REQUIRED ACTIONS –
1) Transcribe the part of the Welicoruss band article that opens with the words containing "In that line-up, from" and closes with "drummer Ilya Chursin.".
2) Answer these questions using the Welicoruss band article.
(a) Which record label is the band currently signed to?
(b) Who led the filming of the video clip for "Blizzard"?
(c) Through which record label was the debut album Winter Moon Symphony released in fall 2008?

DOCUMENT SEGMENT –
Welicoruss is a Russian symphonic black metal music band from Novosibirsk, Russia, formed in 2005 by leader and main composer Alexey Boganov. Their lyrics are amongst the lines of Theosophy, Philosophy the Esoteric subjects and the Occult. The band is currently signed to El-Puerto Records, Germany. As of 2019, Welicoruss have released three studio albums: Wintermoon Symphony, Apeiron, Az Esm` and on March 27, 2020, they are planning to release their fourth album, Siberian Heathen Horde.

Concept
Welicoruss delivers dark, intense and mystic sound that demonstrates how to impressively unite the contemporary metal with the dim and distant ethereal, combined with epic classical/orchestrated music. Their music recreates the icy cold atmosphere, expressing both natural feelings and personal perception of the Ancient Philosophies through their lyrics. Welicoruss reflects in their compositions their admiration of nature and search for the hidden mysteries of the secret Powers that rule the Universe.

Biography

Early years
The beginning of Welicoruss is rooted in 2002 in Novosibirsk (Western Siberia, Russia), when founder and permanent leader Alexey Boganov spontaneously decided to make a musical project which experiments with different styles for creative expression. Even then, he was a fan of such styles as symphonic, gothic, progressive, death, and black metal, all of which can be heard on his first demo “Winter Moon Symphony”. This album was released in 2004 as a super limited edition CD and included nine songs, which had almost nothing to do with the full-length 2008 release by the same name. The music of the first demo was so unusual and original for the Siberian underground scene that it was spread very fast among fans. Later in 2006 and 2007, two more versions of the mini-album of the same name would be released, but with completely different songs (except for its namesake consisting of three parts).

In that line-up, from 2008 to 2010, the band was very active in concerts and played not only in their hometown, but throughout Siberia, taking part in local festivals and becoming firmly entrenched in the Siberian underground scene. At the same time, Alexey was shooting the first video clip for the instrumental composition called “Blizzard”. Filming was led by Alexander Tretyakov, a then-famous photographer and art figure who developed the entire concept for the video. In parallel with the filming of the first video, all members were actively working at Megaton studio (Novosibirsk), recording the debut album under the guidance of the well-known Anton Ilyashenko (Ninth Val band), which was mixed by drummer Ilya Chursin.

The music of the first album was completely written by Alexey; almost all songs have a complex compositional structure and are filled with elaborate orchestral parts. Alexey was more interested in instrumental parts of music rather than vocals at that time, preferring instead to convey the unique mystical atmosphere of snow-covered Siberian forests and fields.

In fall of 2008, Welicoruss released their debut album, Winter Moon Symphony, through the CD-MAXIMUM record label and thereby became known in wider circles. Their first album received high marks from the press and genuine interest from fans, because there were not many similar bands on the Russian metal scene. Later, the band’s first overseas tour took place – they appeared on stage at Metalheads Mission 2008 open air festival in Crimea (Ukraine). It was a major breakthrough for the band, as they managed to play with such titans of heavy metal as Moonspell, Cynic, Gorgoroth, Hate, and many others, and had the opportunity to prove themselves alongside their peers.

MATERIAL SHOWN –

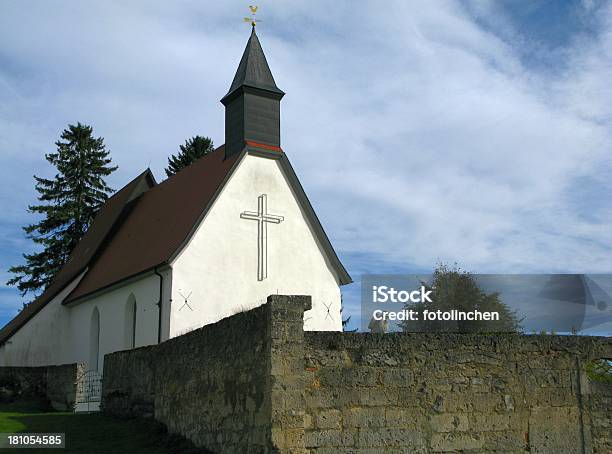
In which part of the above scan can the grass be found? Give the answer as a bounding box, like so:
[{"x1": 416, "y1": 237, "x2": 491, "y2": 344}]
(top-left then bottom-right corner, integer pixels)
[{"x1": 0, "y1": 401, "x2": 208, "y2": 454}]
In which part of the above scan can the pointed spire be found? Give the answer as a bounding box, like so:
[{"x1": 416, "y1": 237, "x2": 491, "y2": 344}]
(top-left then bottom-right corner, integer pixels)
[
  {"x1": 221, "y1": 26, "x2": 285, "y2": 157},
  {"x1": 221, "y1": 26, "x2": 285, "y2": 105}
]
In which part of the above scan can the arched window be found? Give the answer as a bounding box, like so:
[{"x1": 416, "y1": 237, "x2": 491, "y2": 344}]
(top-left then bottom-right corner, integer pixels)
[
  {"x1": 123, "y1": 293, "x2": 137, "y2": 348},
  {"x1": 89, "y1": 307, "x2": 100, "y2": 370}
]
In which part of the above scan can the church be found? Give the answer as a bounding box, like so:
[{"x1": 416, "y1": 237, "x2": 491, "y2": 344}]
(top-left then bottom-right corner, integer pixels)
[{"x1": 0, "y1": 27, "x2": 351, "y2": 371}]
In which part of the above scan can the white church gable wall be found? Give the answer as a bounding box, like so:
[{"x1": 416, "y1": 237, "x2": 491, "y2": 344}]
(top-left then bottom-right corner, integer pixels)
[{"x1": 170, "y1": 155, "x2": 342, "y2": 337}]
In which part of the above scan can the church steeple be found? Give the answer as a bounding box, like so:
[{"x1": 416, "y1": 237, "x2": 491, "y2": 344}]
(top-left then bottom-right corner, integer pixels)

PER-TASK ANSWERS –
1)
In that line-up, from 2008 to 2010, the band was very active in concerts and played not only in their hometown, but throughout Siberia, taking part in local festivals and becoming firmly entrenched in the Siberian underground scene. At the same time, Alexey was shooting the first video clip for the instrumental composition called “Blizzard”. Filming was led by Alexander Tretyakov, a then-famous photographer and art figure who developed the entire concept for the video. In parallel with the filming of the first video, all members were actively working at Megaton studio (Novosibirsk), recording the debut album under the guidance of the well-known Anton Ilyashenko (Ninth Val band), which was mixed by drummer Ilya Chursin.

2)
(a) El-Puerto Records, Germany.
(b) Alexander Tretyakov.
(c) CD-MAXIMUM.